─── TEXTAUSZUG ───
Süddeutsche Zeitung - Rezension
Süddeutsche Zeitung | Besprechung von 13.05.2019

Europas Chancen,
Europas Risiken
Niklaus Nuspliger deutet die EU
aus Schweizer Perspektive
Schweizer Journalistinnen und Journalisten spielen eine Sonderrolle in Brüssel. Sie nehmen teil an den formellen und informellen Gesprächskreisen in Europas Hauptstadt, sind bestens informiert. Doch weil ihr Land nicht in der EU ist, scheint es, als könnten sie etwas unabhängiger, freier berichten, weil sie gleichsam von innen wie von außen auf die Union der Europäer blicken.
Niklaus Nuspliger, Brüssel-Korrespondent der Neuen Zürcher Zeitung, beweist das nicht nur in seiner täglichen Arbeit, er hat diesen Vorteil nun auch in ein Buch umgemünzt, das die Lage der europäischen Dinge, im Guten wie im Schlechten, aus einer angenehm neutralen Perspektive beleuchtet. Wert und Nutzen der europäischen Zusammenarbeit stellt er keineswegs infrage, hat aber einen scharfen Blick für deren Defizite.
Unter den Buchdeckel packt er, in klarer, marottenfreier Sprache, allerlei. Zunächst einen Führer, der die verschlungenen und nicht leicht verständlichen politischen Abläufe der EU anschaulich macht. Er zeigt die Komplexität und die Beschränkungen der europäischen Demokratie auf, insbesondere das Problem der „unvollendeten“ EU-Demokratie: „Das Europaparlament und die Kommission sind zu schwach und die Mitgliedstaaten sind zu mächtig, als dass eine gesamteuropäische Demokratie entstehen könnte, die diesen Namen verdient.“ Die naheliegende Lösung, das Parlament noch mächtiger zu machen, hält Nuspliger für unrealistisch.
───
AUFGABEN DIESER ÜBUNG:
1 > Für welche Zeitung ist Niklaus Nuspliger laut dem Textauszug als Brüssel-Korrespondent tätig?
2 > Bitte führe den Textauszug über Nuspligers Buch zur EU im selben Stil weiter, beginnend nach seinem letzten Satz.
Die Einträge stammen aus einer anderen Quelle als der Textauszug.
─── BEREITGESTELLTE DATEN ───
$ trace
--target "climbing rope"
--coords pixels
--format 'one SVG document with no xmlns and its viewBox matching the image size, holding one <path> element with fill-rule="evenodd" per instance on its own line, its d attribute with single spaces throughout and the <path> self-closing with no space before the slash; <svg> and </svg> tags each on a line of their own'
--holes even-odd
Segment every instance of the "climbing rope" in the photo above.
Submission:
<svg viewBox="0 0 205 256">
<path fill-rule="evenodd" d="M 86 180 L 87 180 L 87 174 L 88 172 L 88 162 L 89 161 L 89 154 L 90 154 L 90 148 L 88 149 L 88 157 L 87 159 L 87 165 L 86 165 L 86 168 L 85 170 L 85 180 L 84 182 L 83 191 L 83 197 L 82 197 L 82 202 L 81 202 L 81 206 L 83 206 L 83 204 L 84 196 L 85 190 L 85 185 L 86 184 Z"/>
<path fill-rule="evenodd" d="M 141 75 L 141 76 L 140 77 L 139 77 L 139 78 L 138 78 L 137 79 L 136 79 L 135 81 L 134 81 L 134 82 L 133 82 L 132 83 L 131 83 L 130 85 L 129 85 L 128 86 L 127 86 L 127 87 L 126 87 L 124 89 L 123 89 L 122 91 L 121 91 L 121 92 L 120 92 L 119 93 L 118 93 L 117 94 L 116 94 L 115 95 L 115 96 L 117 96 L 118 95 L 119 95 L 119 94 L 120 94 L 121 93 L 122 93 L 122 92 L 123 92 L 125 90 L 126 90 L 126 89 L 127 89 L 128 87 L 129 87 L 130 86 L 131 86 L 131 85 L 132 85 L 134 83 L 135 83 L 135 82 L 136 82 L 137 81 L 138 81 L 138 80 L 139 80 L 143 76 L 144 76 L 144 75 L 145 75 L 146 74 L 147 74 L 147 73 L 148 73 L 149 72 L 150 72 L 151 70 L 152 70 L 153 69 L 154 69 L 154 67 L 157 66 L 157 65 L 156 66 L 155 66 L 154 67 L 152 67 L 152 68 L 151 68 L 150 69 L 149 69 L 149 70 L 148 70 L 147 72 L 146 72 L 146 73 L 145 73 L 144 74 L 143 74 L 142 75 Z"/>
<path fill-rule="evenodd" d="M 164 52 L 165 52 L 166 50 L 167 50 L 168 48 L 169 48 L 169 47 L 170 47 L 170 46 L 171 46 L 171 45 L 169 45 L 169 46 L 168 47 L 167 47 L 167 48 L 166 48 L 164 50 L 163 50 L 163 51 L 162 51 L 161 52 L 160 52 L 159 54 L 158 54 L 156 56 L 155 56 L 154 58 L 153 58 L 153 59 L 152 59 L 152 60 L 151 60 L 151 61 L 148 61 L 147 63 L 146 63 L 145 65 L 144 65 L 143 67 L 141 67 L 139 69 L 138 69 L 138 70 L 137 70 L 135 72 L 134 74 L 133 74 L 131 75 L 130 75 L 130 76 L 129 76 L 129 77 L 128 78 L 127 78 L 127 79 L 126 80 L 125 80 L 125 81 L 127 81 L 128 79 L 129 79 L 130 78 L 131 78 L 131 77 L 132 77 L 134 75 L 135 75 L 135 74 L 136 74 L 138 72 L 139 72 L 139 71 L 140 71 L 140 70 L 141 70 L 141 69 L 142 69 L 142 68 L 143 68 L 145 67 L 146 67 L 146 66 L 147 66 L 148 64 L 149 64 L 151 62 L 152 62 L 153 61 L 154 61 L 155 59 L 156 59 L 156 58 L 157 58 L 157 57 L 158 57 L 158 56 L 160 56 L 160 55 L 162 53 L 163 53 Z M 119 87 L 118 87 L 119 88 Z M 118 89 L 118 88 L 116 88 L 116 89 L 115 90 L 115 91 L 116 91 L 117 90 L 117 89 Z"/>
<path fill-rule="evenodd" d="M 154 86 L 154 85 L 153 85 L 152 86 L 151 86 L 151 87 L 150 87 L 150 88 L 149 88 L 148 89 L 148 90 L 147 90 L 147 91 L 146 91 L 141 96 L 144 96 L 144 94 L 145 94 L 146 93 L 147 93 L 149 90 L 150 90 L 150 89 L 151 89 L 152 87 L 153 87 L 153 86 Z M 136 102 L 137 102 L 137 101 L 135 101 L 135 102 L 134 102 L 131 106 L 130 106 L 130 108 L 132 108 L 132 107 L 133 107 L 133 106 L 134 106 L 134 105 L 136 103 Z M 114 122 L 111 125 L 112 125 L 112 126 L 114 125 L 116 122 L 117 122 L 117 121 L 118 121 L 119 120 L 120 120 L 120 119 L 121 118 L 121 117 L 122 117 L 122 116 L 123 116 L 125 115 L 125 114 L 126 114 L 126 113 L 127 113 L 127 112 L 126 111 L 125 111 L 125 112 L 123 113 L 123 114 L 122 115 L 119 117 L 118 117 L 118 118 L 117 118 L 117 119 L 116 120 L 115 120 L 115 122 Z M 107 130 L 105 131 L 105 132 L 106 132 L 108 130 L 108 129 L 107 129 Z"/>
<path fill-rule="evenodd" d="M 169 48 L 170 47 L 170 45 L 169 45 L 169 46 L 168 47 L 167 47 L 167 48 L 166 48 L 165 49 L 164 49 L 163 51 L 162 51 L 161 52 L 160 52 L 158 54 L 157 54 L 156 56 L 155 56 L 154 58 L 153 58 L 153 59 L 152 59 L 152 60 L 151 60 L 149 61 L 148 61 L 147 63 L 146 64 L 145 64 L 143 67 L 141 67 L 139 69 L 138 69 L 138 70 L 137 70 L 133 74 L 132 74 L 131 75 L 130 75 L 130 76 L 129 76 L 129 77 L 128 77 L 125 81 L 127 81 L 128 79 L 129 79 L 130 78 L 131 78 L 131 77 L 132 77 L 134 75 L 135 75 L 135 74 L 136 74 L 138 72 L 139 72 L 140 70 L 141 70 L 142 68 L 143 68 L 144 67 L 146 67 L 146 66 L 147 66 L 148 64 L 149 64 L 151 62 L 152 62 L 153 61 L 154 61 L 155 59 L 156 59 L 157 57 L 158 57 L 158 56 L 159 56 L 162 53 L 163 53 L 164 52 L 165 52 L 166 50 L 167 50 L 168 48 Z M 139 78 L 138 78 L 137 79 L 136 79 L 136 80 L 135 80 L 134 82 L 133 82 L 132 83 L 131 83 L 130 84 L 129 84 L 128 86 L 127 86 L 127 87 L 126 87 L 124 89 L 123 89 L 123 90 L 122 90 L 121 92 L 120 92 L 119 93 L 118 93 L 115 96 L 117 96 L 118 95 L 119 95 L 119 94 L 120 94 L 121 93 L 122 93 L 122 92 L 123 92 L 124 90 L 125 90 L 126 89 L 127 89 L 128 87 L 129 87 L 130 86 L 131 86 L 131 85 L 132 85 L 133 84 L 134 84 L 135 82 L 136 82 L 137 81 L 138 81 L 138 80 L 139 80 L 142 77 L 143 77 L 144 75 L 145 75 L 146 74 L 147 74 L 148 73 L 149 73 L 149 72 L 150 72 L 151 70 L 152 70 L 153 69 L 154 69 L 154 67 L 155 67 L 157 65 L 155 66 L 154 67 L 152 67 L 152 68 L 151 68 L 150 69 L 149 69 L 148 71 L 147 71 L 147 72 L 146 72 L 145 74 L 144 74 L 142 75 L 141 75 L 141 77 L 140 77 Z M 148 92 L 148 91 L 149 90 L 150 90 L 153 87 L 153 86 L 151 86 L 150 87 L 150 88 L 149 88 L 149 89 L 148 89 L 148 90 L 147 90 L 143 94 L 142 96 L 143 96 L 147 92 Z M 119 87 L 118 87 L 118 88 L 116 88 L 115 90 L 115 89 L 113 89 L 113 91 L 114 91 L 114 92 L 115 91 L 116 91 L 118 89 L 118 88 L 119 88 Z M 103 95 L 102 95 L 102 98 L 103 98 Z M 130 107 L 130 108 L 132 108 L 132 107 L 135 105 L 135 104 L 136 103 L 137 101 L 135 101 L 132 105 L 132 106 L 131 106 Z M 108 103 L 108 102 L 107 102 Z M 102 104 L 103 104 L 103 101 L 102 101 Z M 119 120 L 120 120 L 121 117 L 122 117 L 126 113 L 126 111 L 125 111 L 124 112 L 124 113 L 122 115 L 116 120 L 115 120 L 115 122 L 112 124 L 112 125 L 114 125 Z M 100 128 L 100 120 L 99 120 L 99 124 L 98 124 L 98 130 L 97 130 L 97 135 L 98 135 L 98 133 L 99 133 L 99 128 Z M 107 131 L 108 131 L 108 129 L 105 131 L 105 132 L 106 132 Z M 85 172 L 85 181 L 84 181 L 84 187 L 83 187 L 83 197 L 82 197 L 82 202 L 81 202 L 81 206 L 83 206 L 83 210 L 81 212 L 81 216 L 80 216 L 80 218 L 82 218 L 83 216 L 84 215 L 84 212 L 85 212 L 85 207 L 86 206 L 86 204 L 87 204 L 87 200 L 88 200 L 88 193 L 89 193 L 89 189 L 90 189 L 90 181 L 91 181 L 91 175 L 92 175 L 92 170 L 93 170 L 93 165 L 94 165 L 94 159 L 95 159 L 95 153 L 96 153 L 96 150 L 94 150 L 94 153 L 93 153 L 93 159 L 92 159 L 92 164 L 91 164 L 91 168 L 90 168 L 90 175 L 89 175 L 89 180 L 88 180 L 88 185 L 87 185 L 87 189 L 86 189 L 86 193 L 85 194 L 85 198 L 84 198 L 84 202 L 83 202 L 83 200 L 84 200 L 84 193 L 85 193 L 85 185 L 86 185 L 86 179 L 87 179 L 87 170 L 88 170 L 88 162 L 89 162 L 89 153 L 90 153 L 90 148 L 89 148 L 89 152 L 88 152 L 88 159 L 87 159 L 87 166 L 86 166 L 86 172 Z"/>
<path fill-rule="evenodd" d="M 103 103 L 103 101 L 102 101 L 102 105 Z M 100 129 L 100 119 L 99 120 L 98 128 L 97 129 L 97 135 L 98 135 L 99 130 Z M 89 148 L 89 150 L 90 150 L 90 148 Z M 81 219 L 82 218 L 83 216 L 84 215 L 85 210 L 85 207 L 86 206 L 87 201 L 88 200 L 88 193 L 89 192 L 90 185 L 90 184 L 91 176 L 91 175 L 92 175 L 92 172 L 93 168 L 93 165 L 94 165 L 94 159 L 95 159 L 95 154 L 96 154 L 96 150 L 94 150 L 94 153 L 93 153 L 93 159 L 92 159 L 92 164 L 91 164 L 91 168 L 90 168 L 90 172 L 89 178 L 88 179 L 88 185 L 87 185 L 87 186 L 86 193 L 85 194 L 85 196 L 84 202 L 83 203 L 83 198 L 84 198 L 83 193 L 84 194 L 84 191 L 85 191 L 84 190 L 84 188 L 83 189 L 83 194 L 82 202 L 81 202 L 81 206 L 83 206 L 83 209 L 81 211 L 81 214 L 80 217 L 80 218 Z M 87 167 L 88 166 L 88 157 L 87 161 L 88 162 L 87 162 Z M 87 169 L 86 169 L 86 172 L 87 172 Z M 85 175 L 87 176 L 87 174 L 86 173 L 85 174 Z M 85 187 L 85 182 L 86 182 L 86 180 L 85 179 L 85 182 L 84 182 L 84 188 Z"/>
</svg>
───
SCHRIFTLICHE ANTWORTEN:
1 > Für die Neue Zürcher Zeitung.

2 >
Daneben liefert das Buch einen Überblick über die Gefahren, die der Union drohen. Etwa von Nationalisten und Populisten: Das Gefährliche an ihnen ist ja nicht ihr Anrennen gegen die EU, dem man mit Argumenten begegnen könnte. Es ist ihr antipluralistischer, Andersdenkende unter Berufung auf „das“ Volk disqualifizierende Politikansatz, der sich mit der liberalen Demokratie nicht verträgt. Hinzu kommen tatsächliche und gefühlte Bedrohungen durch Technokratisierung, Globalisierung, die Echokammern der sozialen Medien, durch all die neuen Möglichkeiten, Menschen zu lenken und zu manipulieren.
Doch sieht Nuspliger auch die Chancen innovativer Technologien: für bessere Information und vor allem mehr Partizipation. Ausführlich bespricht er Modelle der deliberativen Demokratie, wie sie etwa der Belgier David Van Reybrouck vertritt. Er sieht kein Allheilmittel darin, sondern eine Ergänzung zum normalen politischen Wettstreit über Wahlen und Abstimmungen. Wie er auch die direkte Demokratie, mit der er sich als Schweizer auskennt, der EU nur in gezielten Dosen empfiehlt, jedenfalls nicht in Form von nationalen Volksabstimmungen zu europäischen Themen.
Dieses Buch steckt randvoll mit Gedanken und Beobachtungen, die zum Weiterdenken animieren. Mehr geht kaum auf so wenig Platz.
THOMAS KIRCHNER
Niklaus Nuspliger:
Europa zwischen Populisten-Diktatur und Bürokraten-Herrschaft.
NZZ Libro, Zürich 2019.
196 Seiten, 24 Euro.
E-Book: 19,99 Franken.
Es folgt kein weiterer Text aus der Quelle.